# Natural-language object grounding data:
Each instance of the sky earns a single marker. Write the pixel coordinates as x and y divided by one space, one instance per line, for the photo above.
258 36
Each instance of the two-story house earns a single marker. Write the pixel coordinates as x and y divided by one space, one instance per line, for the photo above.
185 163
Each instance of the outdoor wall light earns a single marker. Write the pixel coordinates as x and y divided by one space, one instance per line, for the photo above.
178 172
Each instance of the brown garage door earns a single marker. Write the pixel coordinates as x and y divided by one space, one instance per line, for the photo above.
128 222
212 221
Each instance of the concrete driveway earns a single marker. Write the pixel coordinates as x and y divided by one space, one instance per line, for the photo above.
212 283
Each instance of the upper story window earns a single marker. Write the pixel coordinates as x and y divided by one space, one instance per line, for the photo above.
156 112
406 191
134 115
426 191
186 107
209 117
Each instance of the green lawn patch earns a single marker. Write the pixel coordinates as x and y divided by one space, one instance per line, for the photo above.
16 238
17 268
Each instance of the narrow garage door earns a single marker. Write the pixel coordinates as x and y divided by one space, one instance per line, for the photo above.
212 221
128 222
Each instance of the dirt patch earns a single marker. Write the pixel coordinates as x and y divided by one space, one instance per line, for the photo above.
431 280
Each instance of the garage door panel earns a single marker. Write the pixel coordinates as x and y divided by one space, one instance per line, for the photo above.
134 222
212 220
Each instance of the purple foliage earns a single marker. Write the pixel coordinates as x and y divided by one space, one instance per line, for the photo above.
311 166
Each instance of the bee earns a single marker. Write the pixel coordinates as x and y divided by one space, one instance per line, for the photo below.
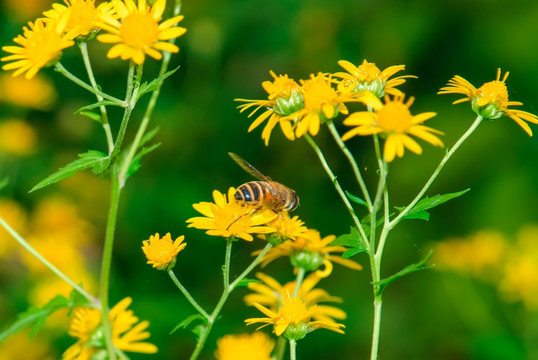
265 192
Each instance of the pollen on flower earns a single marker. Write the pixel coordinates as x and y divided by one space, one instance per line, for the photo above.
161 252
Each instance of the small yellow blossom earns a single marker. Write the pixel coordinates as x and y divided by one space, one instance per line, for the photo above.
284 99
139 31
41 45
309 251
35 93
17 138
82 15
293 319
394 120
227 217
367 76
161 252
256 346
127 332
490 100
269 293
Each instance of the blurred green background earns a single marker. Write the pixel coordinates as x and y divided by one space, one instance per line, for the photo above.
227 52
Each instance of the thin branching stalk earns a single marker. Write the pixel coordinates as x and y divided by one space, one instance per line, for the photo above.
186 293
104 115
62 70
339 189
45 262
228 288
352 162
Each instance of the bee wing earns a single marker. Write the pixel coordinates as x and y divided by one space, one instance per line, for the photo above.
249 168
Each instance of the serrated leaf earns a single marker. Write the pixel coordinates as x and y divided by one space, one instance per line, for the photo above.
154 84
96 105
185 323
429 203
92 115
91 159
405 271
244 282
356 199
35 317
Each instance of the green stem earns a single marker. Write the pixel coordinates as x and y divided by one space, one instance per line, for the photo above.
187 294
107 259
447 156
341 192
62 70
45 262
228 288
353 163
293 347
299 281
104 116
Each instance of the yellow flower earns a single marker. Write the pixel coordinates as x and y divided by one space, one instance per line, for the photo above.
490 100
17 138
139 31
127 332
82 15
284 99
310 251
269 293
367 76
293 319
227 217
256 346
40 46
395 121
322 103
161 252
37 93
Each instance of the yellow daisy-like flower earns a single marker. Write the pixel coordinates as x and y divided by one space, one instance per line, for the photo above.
161 252
367 76
256 346
284 99
82 15
490 100
269 293
227 217
139 31
293 319
322 103
41 45
127 332
310 251
395 121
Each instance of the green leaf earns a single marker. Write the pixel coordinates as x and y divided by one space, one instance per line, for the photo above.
4 182
429 203
246 281
92 115
356 199
96 105
351 240
35 317
405 271
154 84
91 159
185 323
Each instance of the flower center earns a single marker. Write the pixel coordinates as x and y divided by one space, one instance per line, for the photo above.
293 311
493 92
394 117
139 30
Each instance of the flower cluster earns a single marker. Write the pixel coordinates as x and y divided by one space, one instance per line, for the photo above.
301 108
135 30
127 332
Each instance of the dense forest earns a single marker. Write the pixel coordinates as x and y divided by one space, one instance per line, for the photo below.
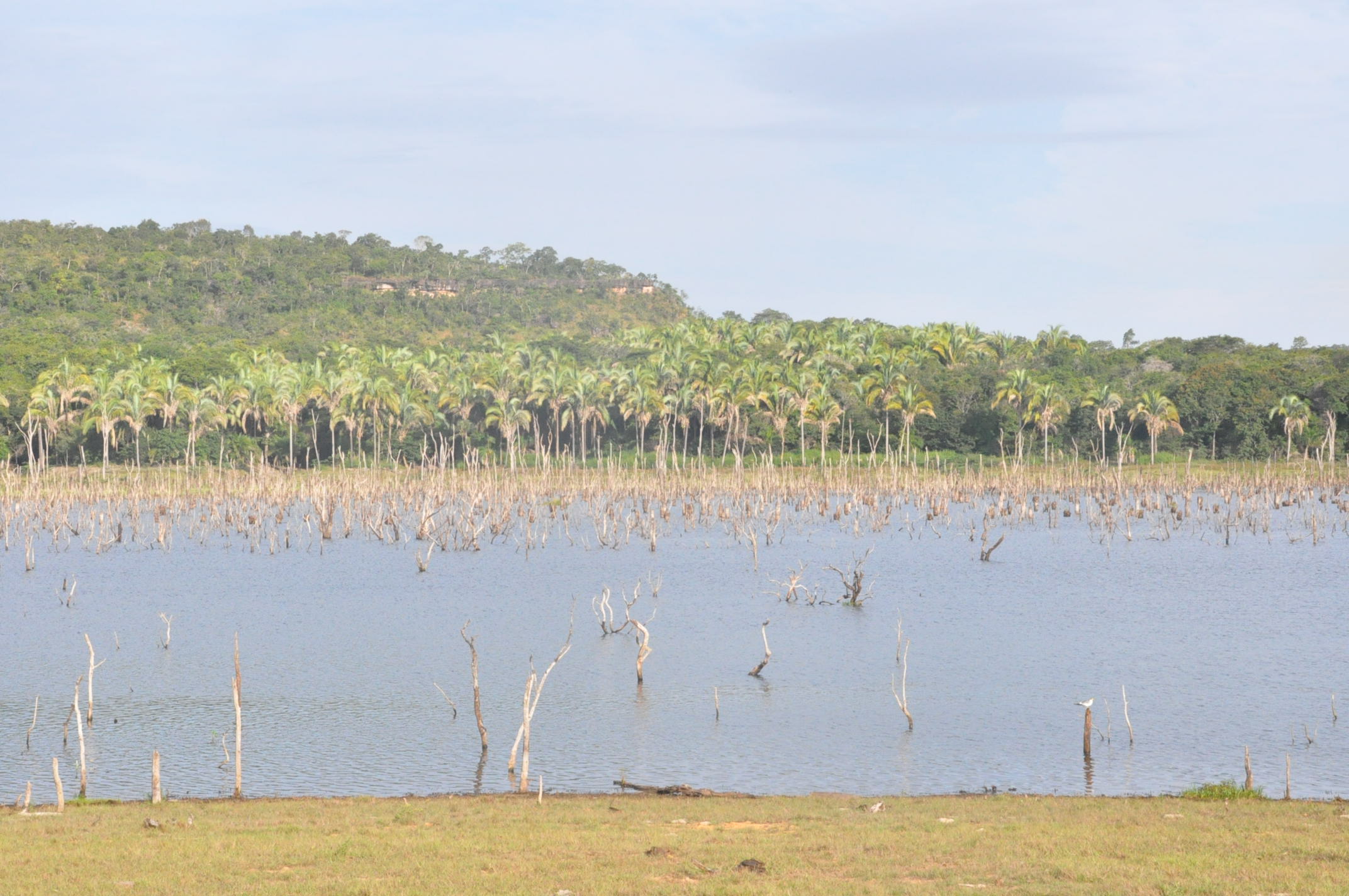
188 289
185 344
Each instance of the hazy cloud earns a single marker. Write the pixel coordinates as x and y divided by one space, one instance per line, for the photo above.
1172 168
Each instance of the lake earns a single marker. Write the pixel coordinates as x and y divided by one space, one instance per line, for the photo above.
342 642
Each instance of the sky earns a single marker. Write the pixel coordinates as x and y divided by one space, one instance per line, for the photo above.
1172 166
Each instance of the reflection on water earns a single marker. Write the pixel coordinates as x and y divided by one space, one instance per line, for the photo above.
340 646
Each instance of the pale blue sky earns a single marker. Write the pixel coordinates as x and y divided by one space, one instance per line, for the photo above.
1172 166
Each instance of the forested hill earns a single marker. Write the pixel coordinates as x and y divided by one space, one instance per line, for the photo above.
82 291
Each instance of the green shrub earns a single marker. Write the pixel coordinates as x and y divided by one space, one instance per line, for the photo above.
1225 790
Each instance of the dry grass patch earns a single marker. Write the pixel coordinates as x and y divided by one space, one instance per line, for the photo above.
633 844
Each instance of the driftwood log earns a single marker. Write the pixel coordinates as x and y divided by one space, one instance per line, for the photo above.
678 790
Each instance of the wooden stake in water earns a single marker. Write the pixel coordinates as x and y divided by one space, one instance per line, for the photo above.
84 772
1126 697
239 726
478 695
27 740
768 655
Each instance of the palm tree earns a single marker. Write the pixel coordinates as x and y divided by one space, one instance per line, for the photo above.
1296 413
911 404
1016 390
1159 415
104 397
823 411
883 384
1107 403
1047 405
138 405
1058 339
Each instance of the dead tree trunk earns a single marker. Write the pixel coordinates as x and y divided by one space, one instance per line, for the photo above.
478 697
84 771
92 667
533 690
768 655
239 725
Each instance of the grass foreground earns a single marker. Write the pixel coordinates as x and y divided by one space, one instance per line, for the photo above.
825 844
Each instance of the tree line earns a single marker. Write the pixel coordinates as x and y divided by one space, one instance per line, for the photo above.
694 392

# Work task:
Set down the lines from the one with "Each instance of the dry" through the end of the data above. Keep each exactly as written and add no other line.

# Exercise result:
Each instance of the dry grass patch earns a single marker. Write the pixel coordinates as x and y divided by one space, one instance per line, for the photo above.
633 844
Each instance of the driftwood log earns a single marker. Write the pixel coordinates as x and y divided by one space, one instance per line, for the photo above.
678 790
Each instance of the wooden stake in water earns a single marker. Write the pixel coordinates as x and y divided by one space, one instance per line, for the photo above.
84 772
1126 697
239 726
478 695
27 740
768 655
Each instance of the palm tree earns a single marker. Write the pixel coordinates as x and y divided by one space, one instance per line, for the photo above.
1296 413
911 404
1016 390
1159 415
104 397
823 411
883 384
1107 403
1047 405
138 405
1058 339
Each instance of the dead tree trunk earns a single marker. Write the pixel coordinates as x and y divided by one space, one instance per line, for the photo above.
478 697
84 771
92 667
533 690
768 655
239 725
Each instance of the grass foreground earns a single marker. Write the pixel coordinates as x and y divided by one space, one instance per line, for the photo above.
825 844
Each instance of the tree line earns a single marker. Write the pixel coordinates as x and y divided by one space, one instance per line, for the photo above.
694 392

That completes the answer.